State how many lines in the records below contain the word "vertical". Give only the number.

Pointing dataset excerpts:

>>>

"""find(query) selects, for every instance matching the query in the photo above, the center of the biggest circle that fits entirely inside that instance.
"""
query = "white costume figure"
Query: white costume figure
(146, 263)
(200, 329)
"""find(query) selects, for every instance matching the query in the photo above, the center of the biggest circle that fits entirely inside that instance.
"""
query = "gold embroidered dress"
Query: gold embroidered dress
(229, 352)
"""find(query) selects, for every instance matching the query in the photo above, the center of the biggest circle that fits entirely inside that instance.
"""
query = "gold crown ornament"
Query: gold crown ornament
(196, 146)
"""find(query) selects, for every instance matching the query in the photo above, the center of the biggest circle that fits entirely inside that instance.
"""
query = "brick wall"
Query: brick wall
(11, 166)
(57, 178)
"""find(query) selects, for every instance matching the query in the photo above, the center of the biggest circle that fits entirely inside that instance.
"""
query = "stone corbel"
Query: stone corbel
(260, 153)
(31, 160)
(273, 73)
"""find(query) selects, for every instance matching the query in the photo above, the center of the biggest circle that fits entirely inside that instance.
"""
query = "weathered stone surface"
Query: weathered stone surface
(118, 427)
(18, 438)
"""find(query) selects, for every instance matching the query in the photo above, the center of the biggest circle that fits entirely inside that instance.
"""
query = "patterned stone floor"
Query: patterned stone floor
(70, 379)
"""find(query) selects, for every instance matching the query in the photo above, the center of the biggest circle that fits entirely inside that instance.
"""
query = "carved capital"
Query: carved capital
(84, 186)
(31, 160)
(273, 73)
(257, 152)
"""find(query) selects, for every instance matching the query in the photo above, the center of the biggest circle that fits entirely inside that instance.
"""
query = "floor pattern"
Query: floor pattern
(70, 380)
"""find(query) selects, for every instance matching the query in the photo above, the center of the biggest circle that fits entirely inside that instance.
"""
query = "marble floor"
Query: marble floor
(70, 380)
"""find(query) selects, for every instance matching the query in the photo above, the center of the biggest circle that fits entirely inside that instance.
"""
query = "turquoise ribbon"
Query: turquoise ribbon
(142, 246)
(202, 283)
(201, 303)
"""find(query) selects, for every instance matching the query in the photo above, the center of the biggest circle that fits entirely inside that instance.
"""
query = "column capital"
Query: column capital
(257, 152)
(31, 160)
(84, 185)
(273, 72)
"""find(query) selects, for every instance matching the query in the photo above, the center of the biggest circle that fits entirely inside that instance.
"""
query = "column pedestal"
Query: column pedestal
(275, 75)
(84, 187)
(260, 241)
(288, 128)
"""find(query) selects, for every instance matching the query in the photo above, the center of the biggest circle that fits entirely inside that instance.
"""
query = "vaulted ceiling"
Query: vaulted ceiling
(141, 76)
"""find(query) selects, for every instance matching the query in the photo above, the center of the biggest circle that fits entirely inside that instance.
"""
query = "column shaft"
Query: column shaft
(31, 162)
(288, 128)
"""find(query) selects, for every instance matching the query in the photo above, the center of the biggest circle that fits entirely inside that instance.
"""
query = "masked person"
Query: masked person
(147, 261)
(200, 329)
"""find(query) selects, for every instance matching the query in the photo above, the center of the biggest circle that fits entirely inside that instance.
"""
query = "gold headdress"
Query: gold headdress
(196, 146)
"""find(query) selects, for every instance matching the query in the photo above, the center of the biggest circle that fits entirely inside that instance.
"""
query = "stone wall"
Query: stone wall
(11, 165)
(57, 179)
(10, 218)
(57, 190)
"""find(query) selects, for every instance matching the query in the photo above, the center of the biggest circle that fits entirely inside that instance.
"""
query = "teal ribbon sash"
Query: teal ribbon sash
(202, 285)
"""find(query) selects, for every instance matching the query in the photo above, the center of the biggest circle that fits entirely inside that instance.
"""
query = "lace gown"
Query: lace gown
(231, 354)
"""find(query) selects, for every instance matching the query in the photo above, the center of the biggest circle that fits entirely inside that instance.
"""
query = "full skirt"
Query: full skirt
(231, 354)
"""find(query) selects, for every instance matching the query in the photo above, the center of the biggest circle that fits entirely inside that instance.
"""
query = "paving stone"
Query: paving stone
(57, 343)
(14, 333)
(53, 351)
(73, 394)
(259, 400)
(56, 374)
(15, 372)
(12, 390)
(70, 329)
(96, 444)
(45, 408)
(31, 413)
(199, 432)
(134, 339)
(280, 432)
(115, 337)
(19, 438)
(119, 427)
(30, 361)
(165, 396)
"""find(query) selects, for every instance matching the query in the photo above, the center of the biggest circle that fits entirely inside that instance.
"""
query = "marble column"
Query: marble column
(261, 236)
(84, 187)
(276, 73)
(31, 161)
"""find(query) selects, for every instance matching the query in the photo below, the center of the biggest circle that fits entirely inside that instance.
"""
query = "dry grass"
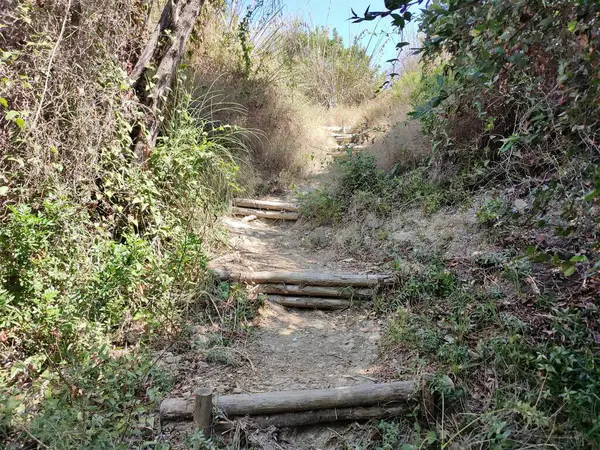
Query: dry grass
(287, 127)
(70, 111)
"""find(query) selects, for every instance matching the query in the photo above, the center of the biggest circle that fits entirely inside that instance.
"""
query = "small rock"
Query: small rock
(202, 365)
(520, 205)
(320, 236)
(401, 236)
(172, 359)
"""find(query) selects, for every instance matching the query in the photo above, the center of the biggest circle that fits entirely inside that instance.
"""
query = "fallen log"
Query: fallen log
(265, 204)
(273, 215)
(342, 136)
(303, 418)
(311, 302)
(306, 400)
(280, 402)
(315, 291)
(305, 278)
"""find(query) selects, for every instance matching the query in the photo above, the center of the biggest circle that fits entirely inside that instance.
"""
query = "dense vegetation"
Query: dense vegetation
(510, 95)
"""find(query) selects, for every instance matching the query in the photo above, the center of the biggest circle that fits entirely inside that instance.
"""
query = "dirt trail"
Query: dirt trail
(291, 348)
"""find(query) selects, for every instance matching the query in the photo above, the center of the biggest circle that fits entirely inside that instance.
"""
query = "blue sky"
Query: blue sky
(335, 14)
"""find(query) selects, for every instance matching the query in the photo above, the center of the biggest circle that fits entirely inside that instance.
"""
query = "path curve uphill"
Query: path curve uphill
(314, 330)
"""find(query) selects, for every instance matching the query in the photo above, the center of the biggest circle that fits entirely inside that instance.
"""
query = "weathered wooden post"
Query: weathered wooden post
(203, 410)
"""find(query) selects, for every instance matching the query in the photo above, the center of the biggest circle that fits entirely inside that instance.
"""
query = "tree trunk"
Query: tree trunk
(164, 50)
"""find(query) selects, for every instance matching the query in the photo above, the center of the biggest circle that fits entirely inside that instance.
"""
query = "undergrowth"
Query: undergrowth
(361, 187)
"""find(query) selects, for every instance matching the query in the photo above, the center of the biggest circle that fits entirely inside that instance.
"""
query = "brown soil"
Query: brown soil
(287, 349)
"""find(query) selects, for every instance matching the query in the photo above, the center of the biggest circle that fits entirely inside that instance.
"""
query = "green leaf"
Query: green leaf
(431, 437)
(579, 258)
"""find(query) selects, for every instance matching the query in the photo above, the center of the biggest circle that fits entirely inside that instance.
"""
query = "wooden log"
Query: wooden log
(342, 136)
(176, 408)
(273, 215)
(316, 291)
(305, 278)
(314, 399)
(303, 418)
(311, 302)
(203, 410)
(265, 204)
(383, 395)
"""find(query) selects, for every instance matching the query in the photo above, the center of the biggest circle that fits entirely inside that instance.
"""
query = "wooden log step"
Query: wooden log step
(311, 302)
(315, 291)
(265, 204)
(278, 402)
(342, 136)
(312, 399)
(273, 215)
(303, 418)
(305, 278)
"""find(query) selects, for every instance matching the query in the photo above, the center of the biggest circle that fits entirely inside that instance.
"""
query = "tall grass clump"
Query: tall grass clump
(256, 58)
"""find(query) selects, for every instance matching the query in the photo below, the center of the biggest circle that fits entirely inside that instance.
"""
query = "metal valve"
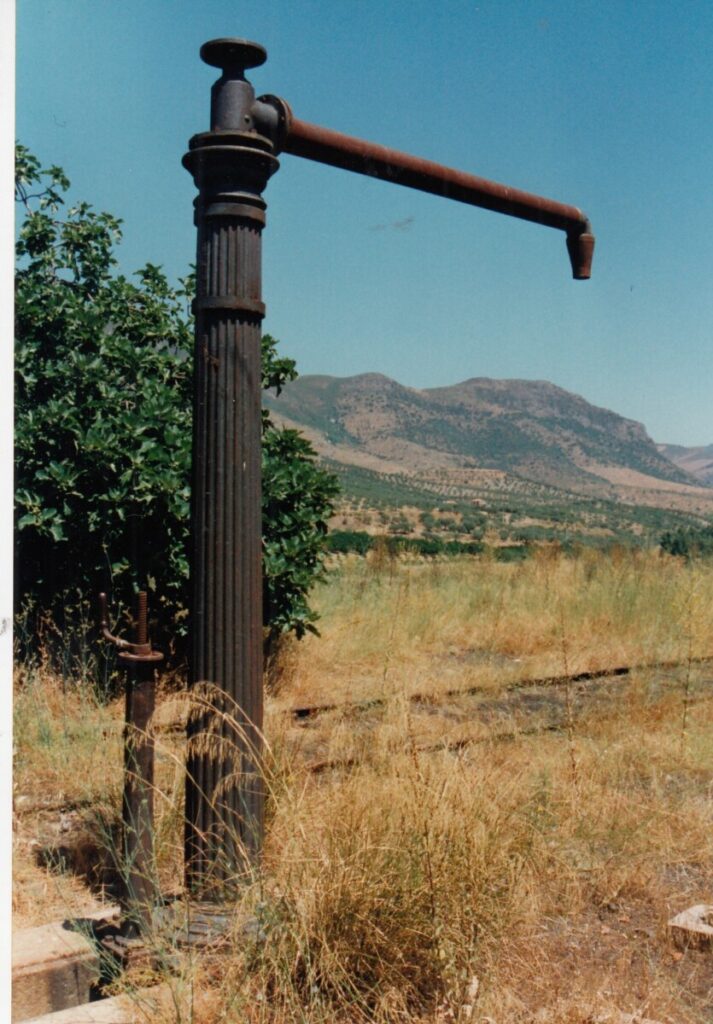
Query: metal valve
(138, 650)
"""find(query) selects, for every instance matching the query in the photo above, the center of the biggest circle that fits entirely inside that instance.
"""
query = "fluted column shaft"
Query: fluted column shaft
(224, 792)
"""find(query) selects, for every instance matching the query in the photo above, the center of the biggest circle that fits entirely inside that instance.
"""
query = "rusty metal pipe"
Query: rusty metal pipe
(315, 142)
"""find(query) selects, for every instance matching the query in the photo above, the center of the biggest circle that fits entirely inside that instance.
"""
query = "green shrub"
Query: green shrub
(103, 428)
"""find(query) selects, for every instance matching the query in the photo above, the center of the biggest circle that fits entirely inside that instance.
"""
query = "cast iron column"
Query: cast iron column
(224, 800)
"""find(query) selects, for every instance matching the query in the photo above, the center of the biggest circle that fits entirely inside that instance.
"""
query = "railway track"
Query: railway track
(369, 704)
(593, 689)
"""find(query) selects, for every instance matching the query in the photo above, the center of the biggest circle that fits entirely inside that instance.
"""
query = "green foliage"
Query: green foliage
(297, 500)
(103, 396)
(688, 542)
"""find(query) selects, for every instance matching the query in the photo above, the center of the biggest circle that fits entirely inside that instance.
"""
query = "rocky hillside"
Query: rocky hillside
(531, 429)
(697, 461)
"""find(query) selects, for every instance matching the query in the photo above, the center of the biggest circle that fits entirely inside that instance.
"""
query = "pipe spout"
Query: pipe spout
(581, 249)
(328, 146)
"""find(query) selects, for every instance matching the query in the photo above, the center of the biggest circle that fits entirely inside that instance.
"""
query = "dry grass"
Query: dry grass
(543, 865)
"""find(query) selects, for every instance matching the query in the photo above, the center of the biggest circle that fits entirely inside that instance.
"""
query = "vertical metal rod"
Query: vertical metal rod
(224, 801)
(137, 802)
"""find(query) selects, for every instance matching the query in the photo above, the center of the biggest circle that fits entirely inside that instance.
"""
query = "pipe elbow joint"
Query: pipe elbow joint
(271, 118)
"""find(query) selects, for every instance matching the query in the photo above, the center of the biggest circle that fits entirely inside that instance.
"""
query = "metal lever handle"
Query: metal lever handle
(140, 650)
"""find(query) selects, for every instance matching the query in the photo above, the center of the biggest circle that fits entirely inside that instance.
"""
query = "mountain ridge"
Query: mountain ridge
(531, 429)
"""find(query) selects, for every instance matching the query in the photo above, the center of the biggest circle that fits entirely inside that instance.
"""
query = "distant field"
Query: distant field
(452, 840)
(501, 509)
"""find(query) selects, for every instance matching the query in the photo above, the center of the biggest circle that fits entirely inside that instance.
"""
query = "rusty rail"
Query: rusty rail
(311, 711)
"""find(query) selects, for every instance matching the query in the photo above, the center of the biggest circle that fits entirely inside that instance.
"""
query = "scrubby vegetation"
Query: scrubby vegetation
(461, 845)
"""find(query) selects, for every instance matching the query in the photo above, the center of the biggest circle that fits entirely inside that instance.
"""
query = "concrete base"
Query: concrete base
(53, 967)
(163, 1003)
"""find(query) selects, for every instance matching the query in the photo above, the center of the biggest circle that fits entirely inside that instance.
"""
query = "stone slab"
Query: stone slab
(53, 967)
(694, 928)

<<<

EXPECTED ANSWER: 2